### TEXT TO READ
Calagiovanni v Carello |
2019 NY Slip Op 08034 |
Decided on November 8, 2019 |
Appellate Division, Fourth Department |
Published by New York State Law Reporting Bureau pursuant to Judiciary Law § 431. |
This opinion is uncorrected and subject to revision before publication in the Official Reports. |
Decided on November 8, 2019 SUPREME COURT OF THE STATE OF NEW YORK Appellate Division, Fourth Judicial Department
PRESENT: CARNI, J.P., NEMOYER, TROUTMAN, AND WINSLOW, JJ.
942 CA 19-00123
v
VINCENT T. CARELLO, HAYLEE E. COVELL, DEFENDANTS-RESPONDENTS, JAKE HAFNER'S TAVERN, INC., AND JAKE HAFNER'S RESTAURANT & TAVERN, DEFENDANTS-APPELLANTS.
BARCLAY DAMON LLP, SYRACUSE (MATTHEW J. LARKIN OF COUNSEL), FOR DEFENDANTS-APPELLANTS.
DEFRANCISCO & FALGIATANO, LLP, EAST SYRACUSE (JEAN MARIE WESTLAKE OF COUNSEL), FOR PLAINTIFF-RESPONDENT.
OSBORN, REED & BURKE, LLP, UTICA (BRIDGET M. TALERICO OF COUNSEL), FOR DEFENDANTS-RESPONDENTS.
Appeal from an order of the Supreme Court, Onondaga County (Gregory R. Gilbert, J.), entered January 7, 2019. The order denied the motion of defendants Jake Hafner's Tavern, Inc. and Jake Hafner's Restaurant & Tavern for summary judgment.
It is hereby ORDERED that the order so appealed from is unanimously affirmed without costs.
Memorandum: Plaintiff commenced this action as the Public Administrator of the estate of decedent, who was struck and killed by a vehicle driven by defendant Vincent T. Carello. Throughout the evening preceding the accident and into the early morning hours of the day of the accident, Carello consumed alcohol and nonalcoholic energy drinks, and he smoked marihuana. Carello and his companions arrived at a tavern owned by defendants-appellants (defendants) after midnight, and he was served alcohol at that tavern. After the tavern closed, Carello fell asleep in a parked vehicle owned by defendant Haylee E. Covell. Although Carello drove home hours later without incident, he left in the vehicle a few minutes later and shortly thereafter struck and killed decedent. Plaintiff commenced this action, alleging, among other things, that defendants were responsible for decedent's injuries and death inasmuch as they sold or provided alcohol to Carello while he was visibly intoxicated, in violation of General Obligations Law § 11-101 and Alcoholic Beverage Control Law
§ 65.

### SUPPLIED DATA

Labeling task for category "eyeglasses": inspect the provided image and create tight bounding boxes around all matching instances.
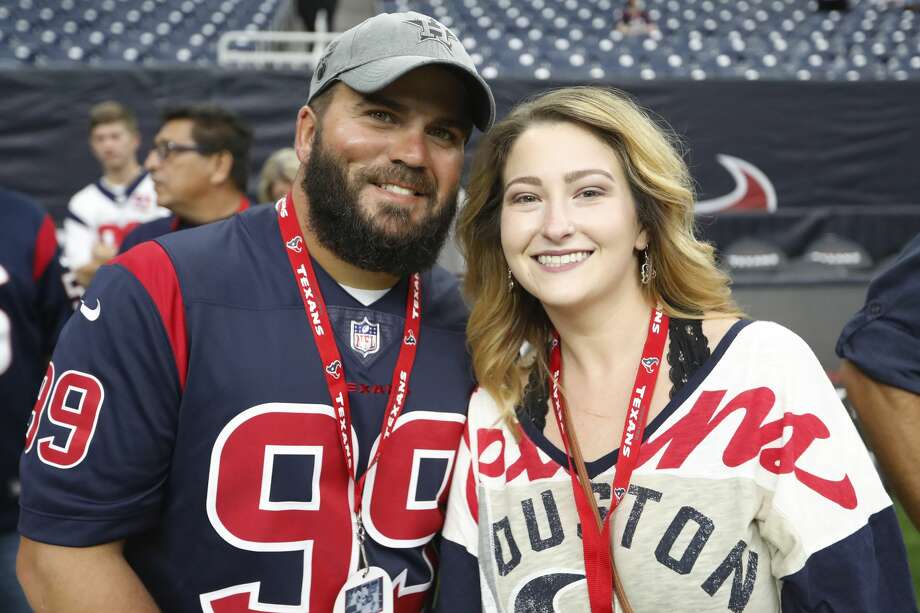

### WHAT IS ASKED
**a.** In the court decision, give the stretch from "OSBORN, REED &" through "for summary judgment." again, substituting "Erie County" for "Onondaga County".
**b.** According to the court decision, who drove the vehicle that struck and killed the decedent?

### TASK-BY-TASK OUTPUTS
**a.**
OSBORN, REED & BURKE, LLP, UTICA (BRIDGET M. TALERICO OF COUNSEL), FOR DEFENDANTS-RESPONDENTS.
Appeal from an order of the Supreme Court, Erie County (Gregory R. Gilbert, J.), entered January 7, 2019. The order denied the motion of defendants Jake Hafner's Tavern, Inc. and Jake Hafner's Restaurant & Tavern for summary judgment.

**b.** Defendant Vincent T. Carello.